Excerpt provided —
--*--
Uses a weighted harmonic form:

Lnode(V) = α/c + β/r + γ/b + δ/s

This captures:

CPU's strong influence on compute-intensive operations
RAM's impact on working set and cache behavior
Network bandwidth's role in replication and RPC
Storage IOPS' effect on LSM tree compaction and log flushing

(b) Coordination Latency

Coordination cost grows with cluster size due to consensus protocols, global timestamps, and metadata synchronization:

Lcoord(H) = η log H + μH^θ

where 0 < θ < 1 creates a superlogarithmic but sublinear growth curve.

(c) Total Latency

L(H,V) = Lnode(V) + Lcoord(H)

Key properties:

∂L/∂H > 0 (latency increases with more nodes)
∂L/∂||V|| < 0 (latency decreases with more resources)

(d) Throughput Surface

Single-node throughput:

Tnode(V) = κ · min(c, r, b, s)

Cluster throughput accounting for diminishing returns:

T(H,V) = H · Tnode(V) · φ(H)

where:

φ(H) = 1 / (1 + ω log H)
--*--
To be done —
1. Answer these about the scaling model excerpt, one line each:
(a) What range does the excerpt give for θ?
(b) According to the list of what the node latency formula captures, what does storage IOPS affect?
(c) In the single-node throughput formula, what is κ multiplied by?
2. Retype the part of the scaling model excerpt between "where 0 < θ" and "with more nodes)", inclusive.
3. Continue the scaling model excerpt from where it stops.
The records are separate material and have nothing to do with the scaling model excerpt.

Recorded data —
--*--
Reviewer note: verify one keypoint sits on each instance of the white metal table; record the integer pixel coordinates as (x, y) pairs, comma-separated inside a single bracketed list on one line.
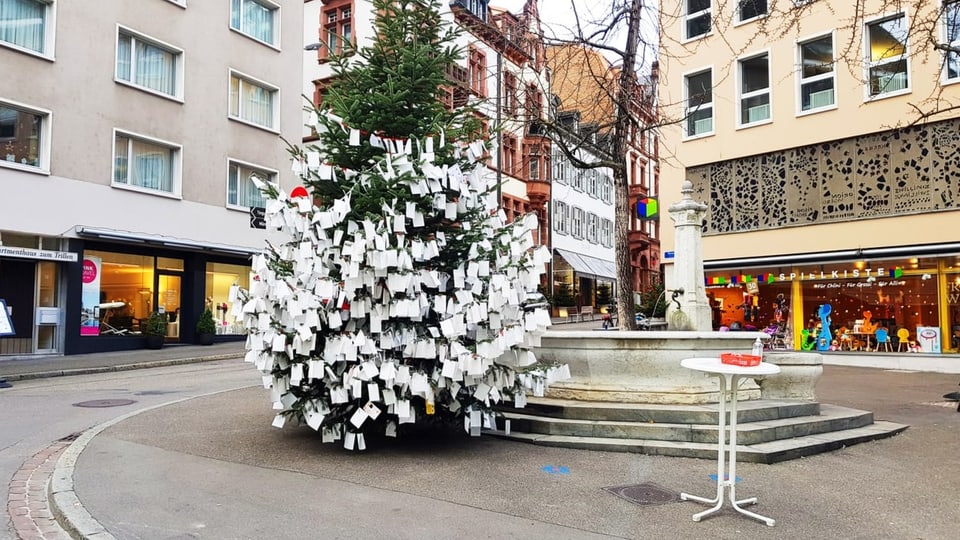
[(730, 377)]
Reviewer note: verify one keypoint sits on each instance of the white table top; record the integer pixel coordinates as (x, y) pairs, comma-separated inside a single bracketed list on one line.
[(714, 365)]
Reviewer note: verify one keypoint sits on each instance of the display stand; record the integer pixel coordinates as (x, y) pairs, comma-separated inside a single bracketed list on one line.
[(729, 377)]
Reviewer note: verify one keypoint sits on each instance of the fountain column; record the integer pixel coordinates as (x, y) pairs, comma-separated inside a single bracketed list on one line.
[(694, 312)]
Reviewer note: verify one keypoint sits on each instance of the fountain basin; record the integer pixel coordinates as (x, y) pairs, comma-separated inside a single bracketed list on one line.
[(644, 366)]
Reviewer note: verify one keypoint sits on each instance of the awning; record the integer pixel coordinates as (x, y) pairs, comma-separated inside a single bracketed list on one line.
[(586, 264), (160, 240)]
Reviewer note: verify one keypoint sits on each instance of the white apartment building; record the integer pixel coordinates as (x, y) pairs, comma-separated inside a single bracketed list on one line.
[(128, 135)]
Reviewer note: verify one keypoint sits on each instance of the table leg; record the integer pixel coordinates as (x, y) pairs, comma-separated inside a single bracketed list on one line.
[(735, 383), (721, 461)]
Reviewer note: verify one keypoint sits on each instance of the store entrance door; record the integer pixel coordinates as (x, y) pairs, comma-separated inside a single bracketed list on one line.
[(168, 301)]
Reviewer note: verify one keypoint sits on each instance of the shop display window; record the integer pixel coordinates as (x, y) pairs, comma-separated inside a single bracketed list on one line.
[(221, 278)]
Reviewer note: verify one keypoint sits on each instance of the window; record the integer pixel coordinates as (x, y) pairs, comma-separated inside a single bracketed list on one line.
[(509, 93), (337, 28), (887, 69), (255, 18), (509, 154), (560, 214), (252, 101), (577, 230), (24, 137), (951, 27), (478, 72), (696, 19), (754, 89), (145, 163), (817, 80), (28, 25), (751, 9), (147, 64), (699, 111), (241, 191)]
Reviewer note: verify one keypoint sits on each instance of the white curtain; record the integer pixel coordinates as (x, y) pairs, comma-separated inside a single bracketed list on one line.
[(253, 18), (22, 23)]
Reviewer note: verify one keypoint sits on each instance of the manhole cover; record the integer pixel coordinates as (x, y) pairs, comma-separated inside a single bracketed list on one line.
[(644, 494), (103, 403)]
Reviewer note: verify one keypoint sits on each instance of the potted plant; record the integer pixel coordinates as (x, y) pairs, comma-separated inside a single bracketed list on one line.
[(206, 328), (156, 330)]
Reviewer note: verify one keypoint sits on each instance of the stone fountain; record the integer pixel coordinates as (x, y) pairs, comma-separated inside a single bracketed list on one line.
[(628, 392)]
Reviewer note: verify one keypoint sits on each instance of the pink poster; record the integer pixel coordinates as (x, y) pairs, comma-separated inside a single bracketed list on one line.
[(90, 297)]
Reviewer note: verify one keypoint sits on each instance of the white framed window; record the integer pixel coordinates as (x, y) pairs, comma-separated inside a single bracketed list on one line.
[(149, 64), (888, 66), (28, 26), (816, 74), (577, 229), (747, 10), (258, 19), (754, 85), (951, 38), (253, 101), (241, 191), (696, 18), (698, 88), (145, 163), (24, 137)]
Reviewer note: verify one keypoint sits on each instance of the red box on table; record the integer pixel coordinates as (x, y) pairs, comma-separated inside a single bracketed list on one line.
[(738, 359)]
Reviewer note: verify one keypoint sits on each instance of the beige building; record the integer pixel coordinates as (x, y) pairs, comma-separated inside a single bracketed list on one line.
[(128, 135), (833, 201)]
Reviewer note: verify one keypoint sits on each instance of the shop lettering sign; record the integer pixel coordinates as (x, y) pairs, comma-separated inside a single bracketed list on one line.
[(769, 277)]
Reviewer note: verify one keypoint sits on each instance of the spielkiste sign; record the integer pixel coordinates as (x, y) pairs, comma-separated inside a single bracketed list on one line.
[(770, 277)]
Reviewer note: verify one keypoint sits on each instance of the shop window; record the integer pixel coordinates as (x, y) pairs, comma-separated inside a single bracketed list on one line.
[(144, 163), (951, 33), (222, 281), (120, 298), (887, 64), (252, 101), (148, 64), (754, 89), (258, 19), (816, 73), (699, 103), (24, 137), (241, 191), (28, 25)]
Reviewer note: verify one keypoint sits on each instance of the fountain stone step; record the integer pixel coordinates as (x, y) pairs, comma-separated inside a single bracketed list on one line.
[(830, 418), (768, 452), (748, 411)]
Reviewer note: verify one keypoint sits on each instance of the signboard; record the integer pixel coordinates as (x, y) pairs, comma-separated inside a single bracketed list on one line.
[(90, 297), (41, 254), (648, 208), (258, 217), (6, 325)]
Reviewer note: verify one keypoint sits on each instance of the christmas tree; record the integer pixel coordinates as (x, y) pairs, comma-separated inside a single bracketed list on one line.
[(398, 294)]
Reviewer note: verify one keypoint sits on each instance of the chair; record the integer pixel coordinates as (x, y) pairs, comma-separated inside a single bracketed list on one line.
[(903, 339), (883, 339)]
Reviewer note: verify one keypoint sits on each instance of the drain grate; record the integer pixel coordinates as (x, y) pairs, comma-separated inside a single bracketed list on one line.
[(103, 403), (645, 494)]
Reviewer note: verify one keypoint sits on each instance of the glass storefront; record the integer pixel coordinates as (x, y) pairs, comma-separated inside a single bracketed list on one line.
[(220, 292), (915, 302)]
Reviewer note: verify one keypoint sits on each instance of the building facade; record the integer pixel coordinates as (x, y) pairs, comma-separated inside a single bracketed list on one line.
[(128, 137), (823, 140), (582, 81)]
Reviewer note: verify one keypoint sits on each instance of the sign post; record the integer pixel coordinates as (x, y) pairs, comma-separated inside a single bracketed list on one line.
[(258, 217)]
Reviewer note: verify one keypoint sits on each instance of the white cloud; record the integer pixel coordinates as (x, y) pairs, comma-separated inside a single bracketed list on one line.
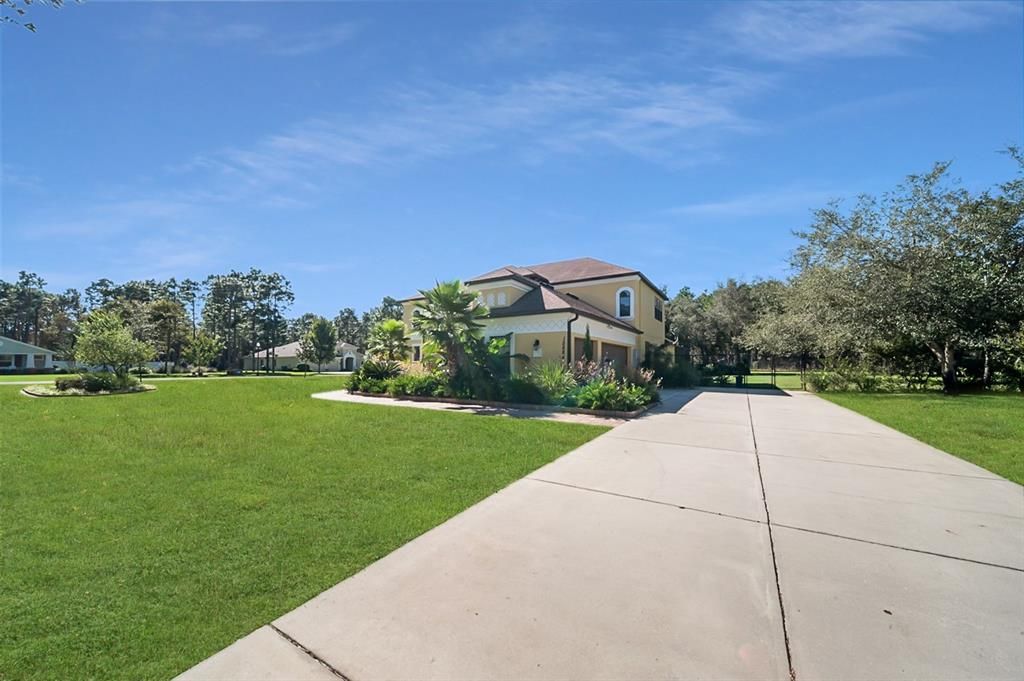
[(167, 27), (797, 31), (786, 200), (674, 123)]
--*--
Expected responses —
1.
(a) 0 < θ < 1
(b) LSM tree compaction and log flushing
(c) min(c, r, b, s)

2.
where 0 < θ < 1 creates a superlogarithmic but sublinear growth curve.

(c) Total Latency

L(H,V) = Lnode(V) + Lcoord(H)

Key properties:

∂L/∂H > 0 (latency increases with more nodes)

3.
reflects increased coordination overhead and replication costs.

(e) Coordination Overhead Surface

For write-intensive workloads with write arrival rate λw:

K(H,V) = ρ · Lcoord(H) · λw / T(H,V)

Intuition:

Coordination overhead increases with write load
Decreases as throughput increases
Rises with larger cluster size

(f) Monetary Cost Surface

C(H,V) = H · Cnode(V)

where Cnode(V) is the cloud cost of an instance with resources V.

3. Multi-Objective Optimization

Define the objective function:

F(H,V) = αL(H,V) + βC(H,V) + γK(H,V)

Constraints:

L(H,V) ≤ Lmax
T(H,V) ≥ Tmin

This creates a two-dimensional non-convex optimization problem.

4. Surface Geometry Insights

Key finding: The minimum of F rarely occurs on axis-aligned edges (pure scale-up or pure scale-out). Instead, the minimum lies in the interior, along a diagonal trajectory.

This is because:

L decreases along V but increases along H
T increases with both H and V but saturates
C grows linearly with H, superlinearly with V
K grows with H but decreases with V

Technical Innovations

1. Diagonal Scaling Theory

Trajectory definition:

τ(t) = (H(t), V(t))

where both H and V increase with t. Let slope m = dH/d||V||.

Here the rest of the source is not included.